▶ _Task prompt_
The answer should consist of each line below that contains the word "mint".

----- Material provided -----

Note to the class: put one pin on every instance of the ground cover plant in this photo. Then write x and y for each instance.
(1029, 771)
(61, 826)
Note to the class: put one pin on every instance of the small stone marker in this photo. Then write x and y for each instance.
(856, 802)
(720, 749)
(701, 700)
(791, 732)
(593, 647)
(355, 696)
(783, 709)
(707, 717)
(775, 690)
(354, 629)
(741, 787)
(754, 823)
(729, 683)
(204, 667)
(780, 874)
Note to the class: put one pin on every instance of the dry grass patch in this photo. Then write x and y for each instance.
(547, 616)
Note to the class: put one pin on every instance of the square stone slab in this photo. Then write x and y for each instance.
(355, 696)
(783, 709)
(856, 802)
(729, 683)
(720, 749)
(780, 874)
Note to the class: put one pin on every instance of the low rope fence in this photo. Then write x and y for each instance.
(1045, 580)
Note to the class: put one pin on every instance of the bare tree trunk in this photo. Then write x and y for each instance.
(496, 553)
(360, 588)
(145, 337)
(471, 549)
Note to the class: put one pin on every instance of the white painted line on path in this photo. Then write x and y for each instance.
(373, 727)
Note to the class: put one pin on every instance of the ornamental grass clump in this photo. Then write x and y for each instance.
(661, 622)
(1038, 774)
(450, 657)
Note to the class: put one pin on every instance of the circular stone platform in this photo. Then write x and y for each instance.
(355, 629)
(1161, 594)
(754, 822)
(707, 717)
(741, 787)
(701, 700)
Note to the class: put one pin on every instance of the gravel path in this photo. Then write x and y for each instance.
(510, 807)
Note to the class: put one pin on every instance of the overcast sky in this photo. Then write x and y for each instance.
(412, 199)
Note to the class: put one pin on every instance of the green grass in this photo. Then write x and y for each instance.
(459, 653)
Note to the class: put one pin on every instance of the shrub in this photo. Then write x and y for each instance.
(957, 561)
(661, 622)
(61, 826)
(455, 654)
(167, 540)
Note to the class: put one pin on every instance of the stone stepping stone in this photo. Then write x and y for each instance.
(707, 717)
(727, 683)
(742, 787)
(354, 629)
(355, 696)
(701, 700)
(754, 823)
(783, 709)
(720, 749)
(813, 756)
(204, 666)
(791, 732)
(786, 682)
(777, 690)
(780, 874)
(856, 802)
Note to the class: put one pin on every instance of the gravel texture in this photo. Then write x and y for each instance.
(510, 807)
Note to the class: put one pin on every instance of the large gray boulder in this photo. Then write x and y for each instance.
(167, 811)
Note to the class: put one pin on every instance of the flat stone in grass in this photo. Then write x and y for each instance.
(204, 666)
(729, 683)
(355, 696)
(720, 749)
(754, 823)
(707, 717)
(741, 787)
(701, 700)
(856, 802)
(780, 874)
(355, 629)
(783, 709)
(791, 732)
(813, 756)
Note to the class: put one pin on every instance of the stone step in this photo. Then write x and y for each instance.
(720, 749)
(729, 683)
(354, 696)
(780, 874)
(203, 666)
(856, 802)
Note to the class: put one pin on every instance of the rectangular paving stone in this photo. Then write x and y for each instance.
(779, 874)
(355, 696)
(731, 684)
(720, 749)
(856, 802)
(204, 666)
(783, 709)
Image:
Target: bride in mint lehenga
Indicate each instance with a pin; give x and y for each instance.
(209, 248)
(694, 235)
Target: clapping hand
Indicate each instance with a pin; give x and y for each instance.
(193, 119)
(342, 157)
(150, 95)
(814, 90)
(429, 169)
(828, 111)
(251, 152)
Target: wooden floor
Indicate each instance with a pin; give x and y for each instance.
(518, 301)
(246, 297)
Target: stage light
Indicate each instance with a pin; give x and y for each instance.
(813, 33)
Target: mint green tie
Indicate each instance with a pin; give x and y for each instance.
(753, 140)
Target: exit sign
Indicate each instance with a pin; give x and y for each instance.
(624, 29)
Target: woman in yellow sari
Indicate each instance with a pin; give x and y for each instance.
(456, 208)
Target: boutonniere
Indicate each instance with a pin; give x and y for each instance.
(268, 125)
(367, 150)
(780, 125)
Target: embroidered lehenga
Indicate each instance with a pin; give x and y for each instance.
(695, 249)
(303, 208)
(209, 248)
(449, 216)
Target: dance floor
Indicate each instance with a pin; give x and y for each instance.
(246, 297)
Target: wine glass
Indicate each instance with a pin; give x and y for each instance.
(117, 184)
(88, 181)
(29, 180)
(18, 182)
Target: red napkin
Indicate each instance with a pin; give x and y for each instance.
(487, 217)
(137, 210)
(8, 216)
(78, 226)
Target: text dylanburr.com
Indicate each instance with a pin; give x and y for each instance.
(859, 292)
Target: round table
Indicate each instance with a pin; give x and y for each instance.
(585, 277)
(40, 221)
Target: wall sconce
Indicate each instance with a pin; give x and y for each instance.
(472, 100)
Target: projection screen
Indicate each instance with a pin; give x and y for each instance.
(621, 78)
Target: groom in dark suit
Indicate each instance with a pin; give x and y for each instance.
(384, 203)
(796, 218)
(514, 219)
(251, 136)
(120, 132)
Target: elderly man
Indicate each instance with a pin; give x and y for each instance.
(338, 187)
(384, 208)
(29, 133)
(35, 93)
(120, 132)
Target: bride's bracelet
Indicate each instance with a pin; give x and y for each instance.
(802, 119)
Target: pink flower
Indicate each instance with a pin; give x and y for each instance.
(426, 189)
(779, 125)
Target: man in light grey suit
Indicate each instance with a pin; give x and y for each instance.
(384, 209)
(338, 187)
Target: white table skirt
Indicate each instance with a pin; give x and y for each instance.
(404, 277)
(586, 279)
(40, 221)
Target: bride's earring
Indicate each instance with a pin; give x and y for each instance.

-----

▶ _Result of the exercise_
Target: bride in mint lehenga
Target: mint green tie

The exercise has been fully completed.